# start of Dataset

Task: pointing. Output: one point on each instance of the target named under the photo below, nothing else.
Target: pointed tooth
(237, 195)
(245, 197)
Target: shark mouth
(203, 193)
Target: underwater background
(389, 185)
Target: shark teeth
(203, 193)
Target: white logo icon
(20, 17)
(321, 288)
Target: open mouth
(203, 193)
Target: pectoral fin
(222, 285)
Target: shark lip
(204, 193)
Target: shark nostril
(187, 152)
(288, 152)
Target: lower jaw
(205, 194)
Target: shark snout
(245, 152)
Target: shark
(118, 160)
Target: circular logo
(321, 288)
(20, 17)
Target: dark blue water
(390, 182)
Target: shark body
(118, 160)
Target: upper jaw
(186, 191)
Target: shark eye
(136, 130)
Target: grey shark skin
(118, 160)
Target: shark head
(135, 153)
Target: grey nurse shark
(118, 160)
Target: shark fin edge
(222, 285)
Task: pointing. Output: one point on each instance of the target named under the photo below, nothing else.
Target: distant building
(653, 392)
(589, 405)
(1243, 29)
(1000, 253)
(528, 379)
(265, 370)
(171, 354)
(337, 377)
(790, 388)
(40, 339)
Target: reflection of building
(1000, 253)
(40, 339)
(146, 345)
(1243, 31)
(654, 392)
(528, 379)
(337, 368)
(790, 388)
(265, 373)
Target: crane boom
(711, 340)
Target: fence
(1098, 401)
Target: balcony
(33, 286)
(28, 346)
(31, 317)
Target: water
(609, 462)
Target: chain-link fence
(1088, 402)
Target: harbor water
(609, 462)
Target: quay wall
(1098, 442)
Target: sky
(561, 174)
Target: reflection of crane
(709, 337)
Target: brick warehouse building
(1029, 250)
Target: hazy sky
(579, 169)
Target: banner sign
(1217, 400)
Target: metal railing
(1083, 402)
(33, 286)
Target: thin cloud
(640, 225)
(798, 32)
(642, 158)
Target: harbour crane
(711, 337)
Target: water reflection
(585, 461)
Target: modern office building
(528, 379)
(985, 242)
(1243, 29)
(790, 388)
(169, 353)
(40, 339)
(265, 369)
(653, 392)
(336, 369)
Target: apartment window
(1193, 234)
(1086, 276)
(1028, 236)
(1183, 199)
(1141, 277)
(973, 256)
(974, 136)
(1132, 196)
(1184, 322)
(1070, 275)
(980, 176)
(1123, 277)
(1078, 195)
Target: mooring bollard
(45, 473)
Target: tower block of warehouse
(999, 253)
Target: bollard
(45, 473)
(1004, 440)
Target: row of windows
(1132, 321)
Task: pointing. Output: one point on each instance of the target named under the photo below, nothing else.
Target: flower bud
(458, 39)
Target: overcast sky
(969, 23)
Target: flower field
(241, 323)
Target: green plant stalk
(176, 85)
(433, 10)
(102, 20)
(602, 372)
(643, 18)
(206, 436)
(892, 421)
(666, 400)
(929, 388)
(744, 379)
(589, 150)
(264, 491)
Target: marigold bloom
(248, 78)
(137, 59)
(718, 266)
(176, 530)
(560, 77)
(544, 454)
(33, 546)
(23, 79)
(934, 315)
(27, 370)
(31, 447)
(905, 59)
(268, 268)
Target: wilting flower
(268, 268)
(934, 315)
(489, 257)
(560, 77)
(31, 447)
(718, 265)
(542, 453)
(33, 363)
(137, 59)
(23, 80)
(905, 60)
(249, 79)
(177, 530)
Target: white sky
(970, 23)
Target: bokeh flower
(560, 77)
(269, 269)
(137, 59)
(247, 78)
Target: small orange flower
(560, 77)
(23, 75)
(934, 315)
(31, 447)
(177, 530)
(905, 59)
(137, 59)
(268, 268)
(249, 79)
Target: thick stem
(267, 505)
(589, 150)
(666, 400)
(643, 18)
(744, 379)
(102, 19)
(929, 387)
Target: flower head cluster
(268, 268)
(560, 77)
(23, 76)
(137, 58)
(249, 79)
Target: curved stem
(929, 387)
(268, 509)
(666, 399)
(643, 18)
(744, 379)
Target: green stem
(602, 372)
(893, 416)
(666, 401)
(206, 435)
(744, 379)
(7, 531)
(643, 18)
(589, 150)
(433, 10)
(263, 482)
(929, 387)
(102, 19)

# end of Dataset

Please write out all of the lines above again, word for word, with nothing changed.

__Solution to the problem__
Task: pointing. Output: one point on each instance of the target named under the photo below, nothing else.
Target: pointed tooth
(237, 195)
(245, 197)
Target: shark mouth
(203, 193)
Target: underwater background
(389, 185)
Target: shark teeth
(203, 193)
Target: white logo icon
(20, 17)
(321, 288)
Target: open mouth
(203, 193)
Target: pectoral fin
(222, 285)
Target: shark lip
(204, 193)
Target: shark nostril
(187, 152)
(288, 152)
Target: lower jaw
(205, 194)
Target: shark snout
(245, 152)
Target: shark
(118, 160)
Target: circular logo
(321, 288)
(20, 17)
Target: dark blue water
(390, 182)
Target: shark body
(118, 160)
Target: upper jaw
(186, 191)
Target: shark eye
(136, 130)
Target: grey shark skin
(118, 160)
Target: shark head
(135, 153)
Target: grey nurse shark
(118, 160)
Target: shark fin edge
(222, 285)
Task: pointing. Output: one point on each instance of the target named under the photo below, nothing else.
Target: distant building
(653, 392)
(589, 405)
(1243, 29)
(1000, 253)
(528, 379)
(265, 370)
(171, 354)
(337, 377)
(790, 388)
(40, 339)
Target: reflection of building
(1000, 253)
(40, 339)
(146, 345)
(1243, 31)
(654, 392)
(528, 379)
(337, 368)
(790, 388)
(265, 373)
Target: crane boom
(711, 340)
Target: fence
(1098, 401)
Target: balcony
(33, 286)
(28, 346)
(31, 317)
Target: water
(609, 462)
Target: chain-link fence
(1088, 402)
Target: harbor water
(609, 462)
Target: quay wall
(1098, 442)
Target: sky
(561, 174)
Target: reflection of crane
(709, 337)
Target: brick warehouse building
(1029, 250)
Target: hazy sky
(579, 169)
Target: banner sign
(1217, 400)
Target: metal railing
(1083, 402)
(33, 286)
Target: thin cloud
(640, 225)
(798, 32)
(642, 158)
Target: harbour crane
(711, 337)
Target: water reflection
(585, 461)
Target: modern office building
(528, 379)
(985, 242)
(1243, 29)
(790, 388)
(169, 353)
(40, 339)
(265, 369)
(653, 392)
(336, 369)
Target: apartment window
(1193, 234)
(1086, 276)
(1028, 236)
(1183, 199)
(1141, 277)
(973, 256)
(974, 136)
(1132, 196)
(1184, 322)
(1070, 275)
(980, 176)
(1123, 277)
(1078, 195)
Target: mooring bollard
(45, 473)
Target: tower block of warehouse
(999, 253)
Target: bollard
(45, 473)
(1004, 440)
Target: row of windows
(1132, 321)
Task: pointing. Output: one point on each instance of the target named under the photo below, nothing else.
Target: flower bud
(458, 39)
Target: overcast sky
(969, 23)
Target: flower field
(241, 323)
Target: green plant stalk
(176, 85)
(433, 10)
(102, 20)
(602, 372)
(643, 18)
(206, 436)
(892, 421)
(666, 400)
(929, 388)
(744, 379)
(589, 150)
(264, 491)
Target: marigold bloom
(248, 78)
(137, 59)
(718, 266)
(176, 530)
(560, 77)
(544, 454)
(33, 546)
(23, 79)
(934, 315)
(27, 370)
(31, 447)
(905, 59)
(268, 268)
Target: wilting flower
(268, 268)
(934, 315)
(489, 257)
(560, 77)
(31, 447)
(718, 265)
(542, 453)
(33, 363)
(137, 59)
(23, 80)
(905, 60)
(249, 79)
(177, 530)
Target: white sky
(970, 23)
Target: bokeh flower
(560, 77)
(269, 269)
(137, 59)
(247, 78)
Target: small orange flower
(560, 77)
(23, 75)
(934, 315)
(31, 447)
(177, 530)
(905, 59)
(137, 59)
(268, 268)
(249, 79)
Target: thick stem
(267, 505)
(589, 150)
(666, 400)
(643, 18)
(744, 379)
(102, 19)
(929, 387)
Target: flower head cluster
(268, 268)
(560, 77)
(23, 76)
(137, 58)
(249, 79)
Target: curved stem
(929, 387)
(268, 509)
(666, 399)
(643, 18)
(744, 379)
Target: green stem
(602, 372)
(893, 416)
(666, 401)
(206, 435)
(744, 379)
(7, 531)
(643, 18)
(589, 150)
(433, 10)
(263, 482)
(929, 387)
(102, 19)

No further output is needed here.